(Given entries)

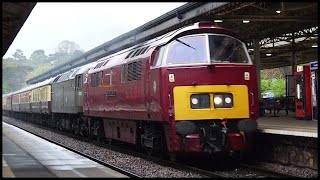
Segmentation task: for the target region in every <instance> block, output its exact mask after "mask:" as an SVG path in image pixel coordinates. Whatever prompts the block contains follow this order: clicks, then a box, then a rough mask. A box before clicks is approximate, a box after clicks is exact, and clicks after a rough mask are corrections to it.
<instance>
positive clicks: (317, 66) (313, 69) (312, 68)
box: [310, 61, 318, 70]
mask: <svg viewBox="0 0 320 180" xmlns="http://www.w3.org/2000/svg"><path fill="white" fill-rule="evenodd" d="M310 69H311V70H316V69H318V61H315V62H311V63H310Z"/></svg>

(End Given entries)
(Given entries)

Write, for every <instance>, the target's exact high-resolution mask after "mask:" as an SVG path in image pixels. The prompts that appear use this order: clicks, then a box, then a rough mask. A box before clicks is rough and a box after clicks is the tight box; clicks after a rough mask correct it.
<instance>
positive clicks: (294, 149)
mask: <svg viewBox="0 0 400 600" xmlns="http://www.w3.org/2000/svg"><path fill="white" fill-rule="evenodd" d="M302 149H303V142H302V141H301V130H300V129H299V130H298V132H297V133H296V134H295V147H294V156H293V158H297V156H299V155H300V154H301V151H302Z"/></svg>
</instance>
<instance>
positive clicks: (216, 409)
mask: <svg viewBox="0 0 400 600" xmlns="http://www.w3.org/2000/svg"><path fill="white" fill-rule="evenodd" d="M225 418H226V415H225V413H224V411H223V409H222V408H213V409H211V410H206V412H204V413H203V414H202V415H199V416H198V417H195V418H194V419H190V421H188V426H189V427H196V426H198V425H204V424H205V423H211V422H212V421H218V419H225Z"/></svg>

(End Given entries)

**How to complete this task:** Each line above that carries the string "every" has to be returned.

**Answer below:**
Segmentation task: for the target region in every <instance> block, output its exact mask after "mask:" as an SVG path in image pixel coordinates. Whatever prompts the block contains follow this order: clicks, then a box, then a rough mask. A box before clicks is approximate, a box after clicks is exact, and clicks after a rough mask are corrections to it.
Write, for every <instance>, the target's exact high-resolution mask after "mask:" as an SVG path in image pixels. The prompts that appear use this order: clicks, then a box, then a rough mask. A box before clicks is rough and a box after clicks is the tight box; clicks after a rough mask correct it.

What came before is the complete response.